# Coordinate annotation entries
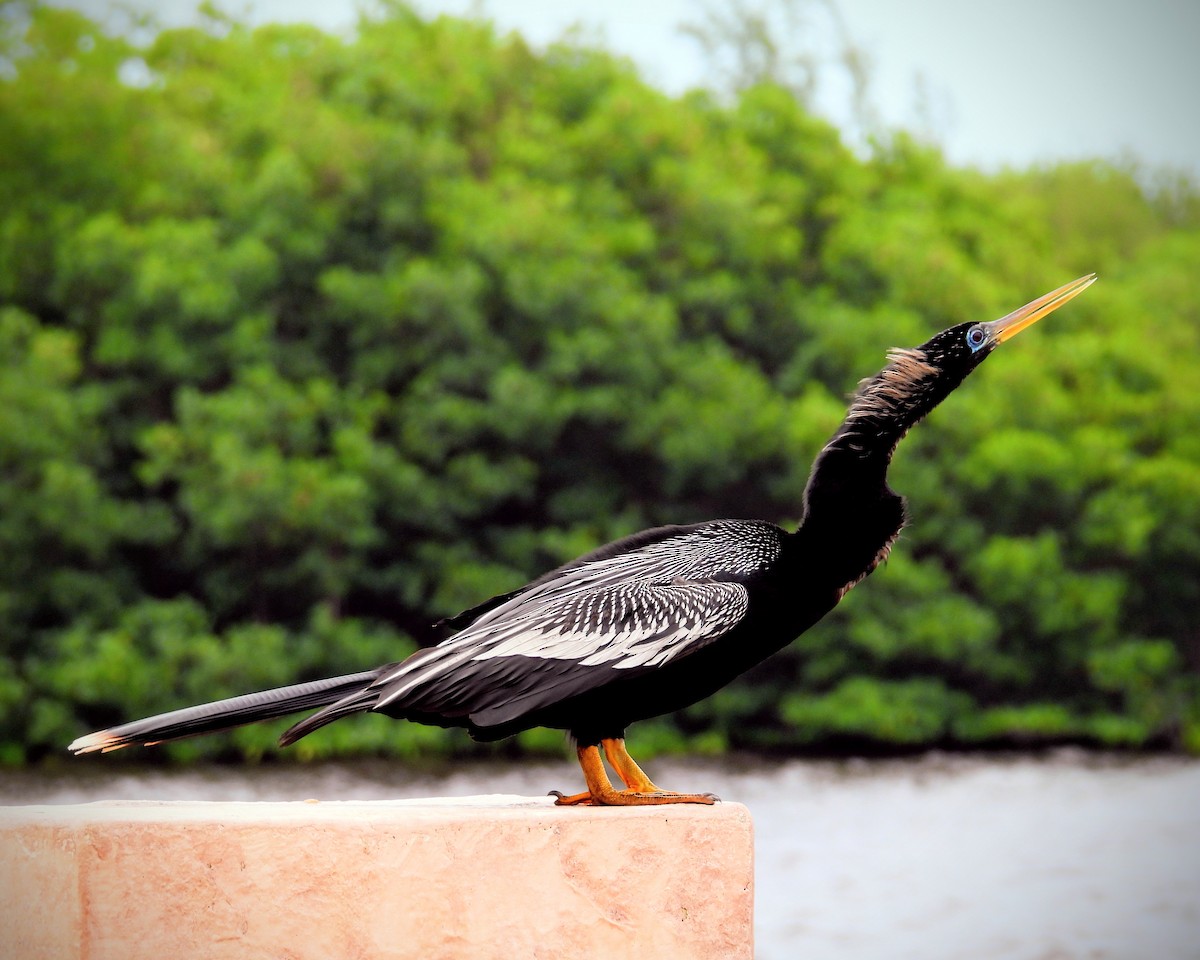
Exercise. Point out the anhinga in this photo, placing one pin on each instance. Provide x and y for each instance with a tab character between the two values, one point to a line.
657	621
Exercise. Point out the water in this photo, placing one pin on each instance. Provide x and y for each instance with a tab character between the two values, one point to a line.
1049	857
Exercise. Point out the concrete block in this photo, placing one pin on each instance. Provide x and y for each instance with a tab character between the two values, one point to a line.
455	880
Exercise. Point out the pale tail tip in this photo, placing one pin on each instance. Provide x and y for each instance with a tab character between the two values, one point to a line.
101	742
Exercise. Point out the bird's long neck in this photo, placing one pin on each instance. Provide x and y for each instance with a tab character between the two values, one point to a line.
882	412
851	516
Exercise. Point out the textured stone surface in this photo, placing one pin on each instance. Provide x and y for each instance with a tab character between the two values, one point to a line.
474	877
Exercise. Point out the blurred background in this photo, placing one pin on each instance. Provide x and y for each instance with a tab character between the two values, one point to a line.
315	333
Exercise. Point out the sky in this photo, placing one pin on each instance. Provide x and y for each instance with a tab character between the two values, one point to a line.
994	82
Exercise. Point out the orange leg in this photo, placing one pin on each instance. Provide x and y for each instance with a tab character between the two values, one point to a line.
640	790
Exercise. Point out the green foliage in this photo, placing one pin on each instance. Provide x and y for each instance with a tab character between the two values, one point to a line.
306	342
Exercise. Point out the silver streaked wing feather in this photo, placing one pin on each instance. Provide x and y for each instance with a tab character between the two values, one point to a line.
639	607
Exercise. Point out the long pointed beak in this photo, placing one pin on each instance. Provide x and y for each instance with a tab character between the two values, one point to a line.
1015	322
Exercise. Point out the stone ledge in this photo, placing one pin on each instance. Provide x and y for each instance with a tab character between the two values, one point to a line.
450	879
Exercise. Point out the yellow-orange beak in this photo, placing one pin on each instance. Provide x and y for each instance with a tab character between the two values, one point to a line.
1015	322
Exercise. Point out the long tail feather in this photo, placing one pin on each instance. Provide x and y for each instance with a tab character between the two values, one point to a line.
354	702
225	714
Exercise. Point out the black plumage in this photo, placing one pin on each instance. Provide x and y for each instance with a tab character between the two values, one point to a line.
657	621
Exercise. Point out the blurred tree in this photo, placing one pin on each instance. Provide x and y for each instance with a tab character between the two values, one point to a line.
306	342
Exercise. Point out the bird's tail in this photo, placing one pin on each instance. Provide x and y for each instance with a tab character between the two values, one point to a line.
225	714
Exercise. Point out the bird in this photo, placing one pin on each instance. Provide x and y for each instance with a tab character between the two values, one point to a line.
651	623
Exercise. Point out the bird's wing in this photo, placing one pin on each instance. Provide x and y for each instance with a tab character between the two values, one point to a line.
636	607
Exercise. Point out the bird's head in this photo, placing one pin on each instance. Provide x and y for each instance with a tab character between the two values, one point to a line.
961	348
916	381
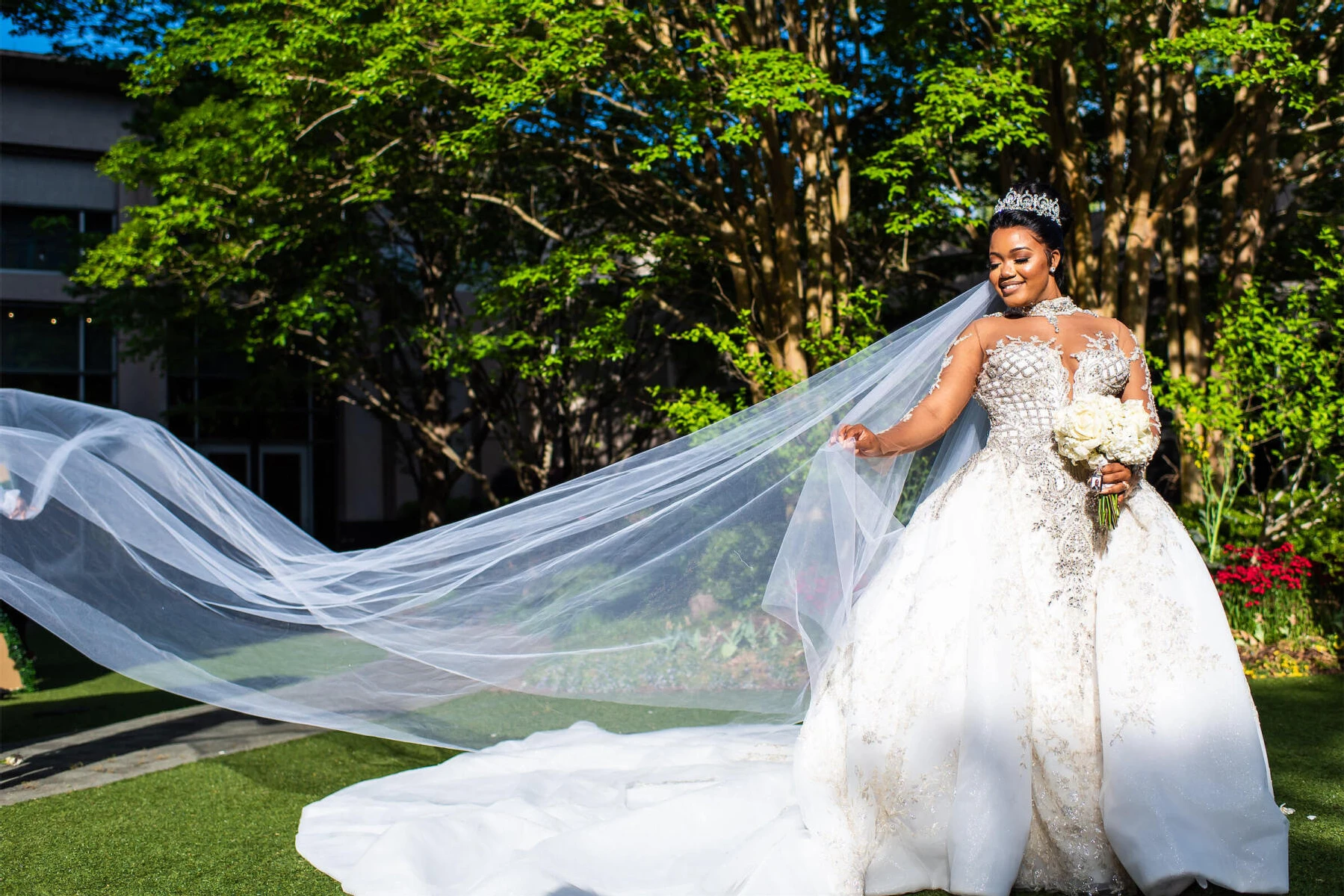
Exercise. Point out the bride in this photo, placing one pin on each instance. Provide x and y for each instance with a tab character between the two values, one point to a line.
1002	694
1016	700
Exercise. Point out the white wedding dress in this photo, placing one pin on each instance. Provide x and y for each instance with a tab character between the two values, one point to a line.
1018	703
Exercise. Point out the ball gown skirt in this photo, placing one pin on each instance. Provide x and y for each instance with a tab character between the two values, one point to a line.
1016	704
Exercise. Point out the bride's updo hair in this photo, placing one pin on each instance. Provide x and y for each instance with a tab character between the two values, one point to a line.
1047	231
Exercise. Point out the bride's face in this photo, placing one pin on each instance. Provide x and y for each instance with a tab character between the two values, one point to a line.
1019	267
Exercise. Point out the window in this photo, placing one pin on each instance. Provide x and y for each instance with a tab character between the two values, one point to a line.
57	351
47	238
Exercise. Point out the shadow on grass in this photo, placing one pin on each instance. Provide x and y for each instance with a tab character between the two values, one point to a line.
358	755
22	723
144	738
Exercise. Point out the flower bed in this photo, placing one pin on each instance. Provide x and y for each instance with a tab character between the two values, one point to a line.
1266	597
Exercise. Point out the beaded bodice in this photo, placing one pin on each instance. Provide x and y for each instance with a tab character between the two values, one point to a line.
1023	382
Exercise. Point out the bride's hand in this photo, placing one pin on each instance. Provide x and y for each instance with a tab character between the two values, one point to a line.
1117	480
864	440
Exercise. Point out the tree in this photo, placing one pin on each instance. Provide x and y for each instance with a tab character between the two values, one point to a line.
1273	405
344	231
1130	111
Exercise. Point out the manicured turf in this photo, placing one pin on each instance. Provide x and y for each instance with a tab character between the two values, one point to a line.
227	825
75	695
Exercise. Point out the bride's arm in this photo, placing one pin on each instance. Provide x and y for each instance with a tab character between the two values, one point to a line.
932	417
1140	388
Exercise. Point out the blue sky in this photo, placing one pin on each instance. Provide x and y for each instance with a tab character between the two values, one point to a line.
27	45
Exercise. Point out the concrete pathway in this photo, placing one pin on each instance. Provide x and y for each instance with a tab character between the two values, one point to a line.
136	747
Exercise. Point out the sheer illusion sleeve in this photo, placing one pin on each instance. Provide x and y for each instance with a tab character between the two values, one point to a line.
1140	388
932	417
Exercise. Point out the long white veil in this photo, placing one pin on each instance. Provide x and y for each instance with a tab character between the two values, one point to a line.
711	573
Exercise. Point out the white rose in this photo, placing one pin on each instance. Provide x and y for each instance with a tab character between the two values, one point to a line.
1083	425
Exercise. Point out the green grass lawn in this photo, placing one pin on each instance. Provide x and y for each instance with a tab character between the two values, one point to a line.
75	695
227	825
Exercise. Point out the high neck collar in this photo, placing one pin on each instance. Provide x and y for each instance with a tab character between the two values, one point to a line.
1050	309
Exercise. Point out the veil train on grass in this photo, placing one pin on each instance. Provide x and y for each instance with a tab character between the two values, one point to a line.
708	574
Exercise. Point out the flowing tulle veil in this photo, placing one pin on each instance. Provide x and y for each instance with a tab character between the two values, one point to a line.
711	573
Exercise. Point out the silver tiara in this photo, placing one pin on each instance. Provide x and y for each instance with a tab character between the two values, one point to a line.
1038	203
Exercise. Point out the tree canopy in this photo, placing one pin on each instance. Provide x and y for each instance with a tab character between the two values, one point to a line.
573	226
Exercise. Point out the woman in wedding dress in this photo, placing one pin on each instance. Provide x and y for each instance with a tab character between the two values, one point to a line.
1018	699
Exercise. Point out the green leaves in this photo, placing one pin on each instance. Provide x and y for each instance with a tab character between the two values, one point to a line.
1273	408
1242	52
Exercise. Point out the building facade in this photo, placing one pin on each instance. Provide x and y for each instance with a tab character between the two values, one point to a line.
328	467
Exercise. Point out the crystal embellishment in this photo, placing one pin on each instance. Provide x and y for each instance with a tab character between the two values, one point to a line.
1035	203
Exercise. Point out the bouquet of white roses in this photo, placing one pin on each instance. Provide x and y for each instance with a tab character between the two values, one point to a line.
1101	429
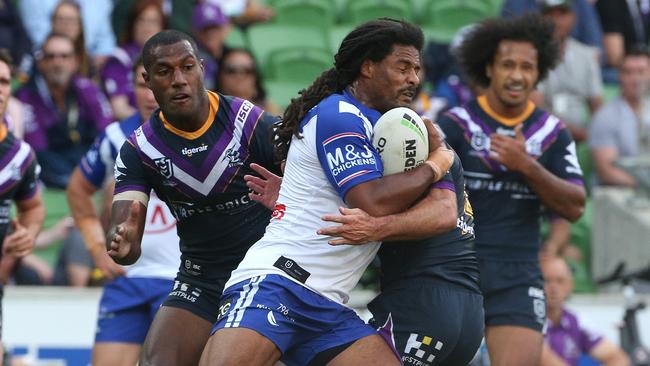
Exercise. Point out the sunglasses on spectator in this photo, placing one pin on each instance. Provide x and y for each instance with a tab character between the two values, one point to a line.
233	69
48	56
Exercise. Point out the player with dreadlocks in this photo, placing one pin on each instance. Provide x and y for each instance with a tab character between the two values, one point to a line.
287	297
517	159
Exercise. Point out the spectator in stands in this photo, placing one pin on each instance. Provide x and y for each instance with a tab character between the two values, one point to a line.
14	38
66	20
210	27
245	12
145	19
239	76
574	86
95	16
621	128
63	111
586	29
625	26
566	340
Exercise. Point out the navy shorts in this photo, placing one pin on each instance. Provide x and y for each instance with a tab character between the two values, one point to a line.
299	321
196	295
430	322
127	308
513	293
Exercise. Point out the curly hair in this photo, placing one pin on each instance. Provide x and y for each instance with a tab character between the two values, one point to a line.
479	46
373	41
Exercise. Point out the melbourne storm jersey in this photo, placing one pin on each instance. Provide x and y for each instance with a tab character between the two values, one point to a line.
449	256
507	211
18	175
334	154
160	253
200	177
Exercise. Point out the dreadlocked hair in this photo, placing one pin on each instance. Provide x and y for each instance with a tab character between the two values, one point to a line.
372	41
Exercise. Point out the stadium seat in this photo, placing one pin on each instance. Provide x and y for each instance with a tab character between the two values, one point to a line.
443	18
359	11
301	65
266	38
236	38
311	13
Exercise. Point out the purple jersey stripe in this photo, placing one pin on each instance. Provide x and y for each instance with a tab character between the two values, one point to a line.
10	154
4	187
548	140
537	125
29	195
131	187
248	129
160	146
444	185
576	181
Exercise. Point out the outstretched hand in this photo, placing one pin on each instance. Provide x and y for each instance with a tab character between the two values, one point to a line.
266	189
20	242
126	233
357	227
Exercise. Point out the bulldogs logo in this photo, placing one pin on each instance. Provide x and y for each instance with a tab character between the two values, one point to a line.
278	211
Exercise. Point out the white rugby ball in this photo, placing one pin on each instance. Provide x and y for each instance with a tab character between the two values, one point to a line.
401	139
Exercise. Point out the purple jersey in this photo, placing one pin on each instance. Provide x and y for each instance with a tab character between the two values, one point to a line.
48	128
569	340
117	76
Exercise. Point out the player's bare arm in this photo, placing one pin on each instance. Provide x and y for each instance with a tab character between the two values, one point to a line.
562	197
434	214
80	200
27	225
397	192
125	235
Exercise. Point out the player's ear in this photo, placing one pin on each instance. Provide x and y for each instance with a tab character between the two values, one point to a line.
367	69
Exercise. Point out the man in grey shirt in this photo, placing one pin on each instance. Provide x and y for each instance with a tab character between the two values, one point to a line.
573	90
621	128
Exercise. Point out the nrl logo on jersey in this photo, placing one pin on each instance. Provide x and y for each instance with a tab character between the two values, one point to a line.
164	166
232	155
480	141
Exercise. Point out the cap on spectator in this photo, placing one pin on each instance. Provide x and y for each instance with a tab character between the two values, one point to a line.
207	15
553	4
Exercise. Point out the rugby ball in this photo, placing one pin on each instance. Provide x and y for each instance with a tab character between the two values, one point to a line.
401	139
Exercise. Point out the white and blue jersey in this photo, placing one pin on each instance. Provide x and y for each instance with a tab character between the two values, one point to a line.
334	154
129	304
292	285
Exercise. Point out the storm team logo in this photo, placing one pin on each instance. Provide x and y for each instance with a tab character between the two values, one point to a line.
164	166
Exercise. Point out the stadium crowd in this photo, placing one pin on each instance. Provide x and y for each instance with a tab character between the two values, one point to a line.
69	68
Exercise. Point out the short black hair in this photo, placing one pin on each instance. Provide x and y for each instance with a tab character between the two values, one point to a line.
165	38
480	45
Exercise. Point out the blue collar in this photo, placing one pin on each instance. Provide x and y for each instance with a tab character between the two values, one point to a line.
372	114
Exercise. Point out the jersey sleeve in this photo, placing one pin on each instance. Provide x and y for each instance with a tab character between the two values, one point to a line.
345	151
28	186
262	144
130	176
588	339
453	134
94	163
564	159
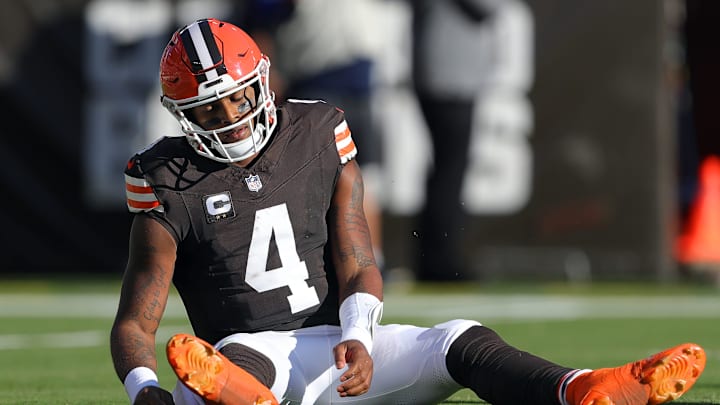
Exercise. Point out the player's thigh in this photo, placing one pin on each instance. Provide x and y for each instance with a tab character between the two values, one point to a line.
409	362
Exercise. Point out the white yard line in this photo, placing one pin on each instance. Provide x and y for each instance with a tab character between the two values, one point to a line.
427	308
475	306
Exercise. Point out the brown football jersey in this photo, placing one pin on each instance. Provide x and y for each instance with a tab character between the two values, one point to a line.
251	240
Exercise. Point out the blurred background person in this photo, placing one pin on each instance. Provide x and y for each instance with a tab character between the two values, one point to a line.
472	64
326	49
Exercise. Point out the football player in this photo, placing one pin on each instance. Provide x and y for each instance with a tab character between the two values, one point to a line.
255	215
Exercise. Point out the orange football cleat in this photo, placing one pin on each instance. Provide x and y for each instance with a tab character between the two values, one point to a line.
212	376
658	379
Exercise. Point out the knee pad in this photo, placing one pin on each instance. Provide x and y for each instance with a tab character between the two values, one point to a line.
252	361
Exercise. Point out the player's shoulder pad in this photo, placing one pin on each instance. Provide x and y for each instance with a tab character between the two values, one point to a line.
328	116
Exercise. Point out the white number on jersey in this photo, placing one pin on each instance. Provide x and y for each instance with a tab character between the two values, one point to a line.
293	272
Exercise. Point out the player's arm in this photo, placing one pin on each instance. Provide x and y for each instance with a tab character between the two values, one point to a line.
359	280
143	297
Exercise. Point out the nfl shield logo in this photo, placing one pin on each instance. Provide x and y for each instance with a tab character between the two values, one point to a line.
253	182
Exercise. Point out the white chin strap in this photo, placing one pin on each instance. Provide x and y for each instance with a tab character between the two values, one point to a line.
242	149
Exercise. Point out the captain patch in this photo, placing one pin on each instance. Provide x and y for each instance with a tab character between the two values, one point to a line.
218	206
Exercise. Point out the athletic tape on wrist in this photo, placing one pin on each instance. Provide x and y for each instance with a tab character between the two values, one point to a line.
137	379
359	314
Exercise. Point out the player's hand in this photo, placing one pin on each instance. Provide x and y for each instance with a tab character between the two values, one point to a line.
153	396
356	379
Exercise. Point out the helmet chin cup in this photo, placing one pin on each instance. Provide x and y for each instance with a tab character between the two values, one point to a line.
244	148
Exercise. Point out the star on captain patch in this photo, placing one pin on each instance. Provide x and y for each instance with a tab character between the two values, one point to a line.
253	182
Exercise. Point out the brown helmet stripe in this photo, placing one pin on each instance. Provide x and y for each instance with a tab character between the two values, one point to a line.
202	50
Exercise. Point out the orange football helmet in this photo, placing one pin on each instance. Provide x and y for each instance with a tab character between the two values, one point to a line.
208	60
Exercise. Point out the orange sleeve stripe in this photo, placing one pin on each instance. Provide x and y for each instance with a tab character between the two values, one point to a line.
341	136
138	189
143	204
347	149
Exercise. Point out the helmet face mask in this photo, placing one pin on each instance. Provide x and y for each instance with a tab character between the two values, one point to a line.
205	62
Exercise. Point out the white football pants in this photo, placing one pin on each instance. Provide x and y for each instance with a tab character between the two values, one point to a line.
409	364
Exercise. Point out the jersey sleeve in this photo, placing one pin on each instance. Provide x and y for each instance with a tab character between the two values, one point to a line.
139	193
343	140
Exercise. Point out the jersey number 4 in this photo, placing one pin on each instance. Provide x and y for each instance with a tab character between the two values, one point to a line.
293	272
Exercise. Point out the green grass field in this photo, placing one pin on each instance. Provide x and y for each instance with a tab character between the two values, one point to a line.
54	334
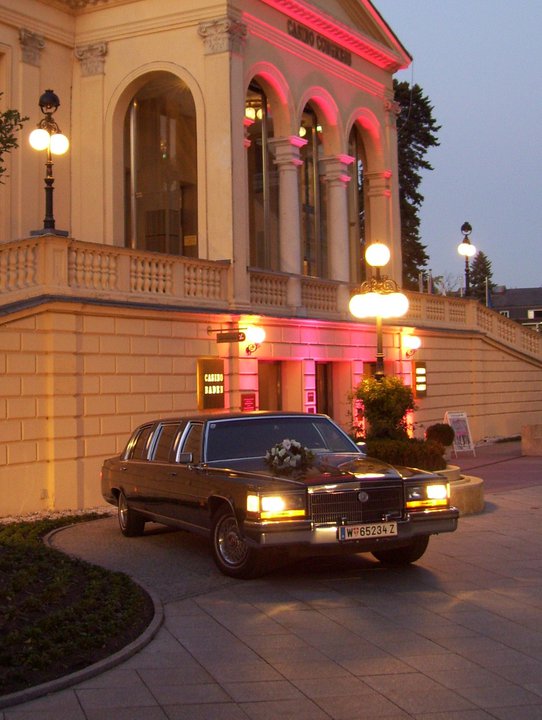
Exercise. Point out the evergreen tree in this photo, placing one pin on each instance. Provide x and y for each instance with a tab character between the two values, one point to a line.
481	276
10	123
416	133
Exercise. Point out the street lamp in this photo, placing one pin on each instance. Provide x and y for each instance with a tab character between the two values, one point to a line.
47	136
378	297
466	249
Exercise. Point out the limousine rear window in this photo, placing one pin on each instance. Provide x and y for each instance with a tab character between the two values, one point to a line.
164	444
138	447
253	437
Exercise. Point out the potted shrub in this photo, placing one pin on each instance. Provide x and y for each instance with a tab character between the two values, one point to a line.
384	405
442	433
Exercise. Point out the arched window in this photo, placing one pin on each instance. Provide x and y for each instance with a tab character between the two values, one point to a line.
160	162
263	184
313	197
357	207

# AIM OF THE TASK
Return exactly the lines from the one containing "Exercise. Point out the limousine" through the last line of the records above, both included, and nothing else.

# THE SOLUTION
Exercise. Point out the limousine rear window in this photo, placing one pin on each instance. Provide x and y for each instance with a tab character between the two values, one point to a line.
164	444
138	447
253	437
Exercise. Point out the potted shrub in this photo, placing one pin on each instance. Provide x and y for each instance with a tab character between the two values, one point to a line.
384	405
442	433
Exercise. Point out the arched window in this photo, placing one pin on each instance. Provide x and y for each instance with a tab character between the two values, one point to a line.
160	162
263	184
313	197
357	207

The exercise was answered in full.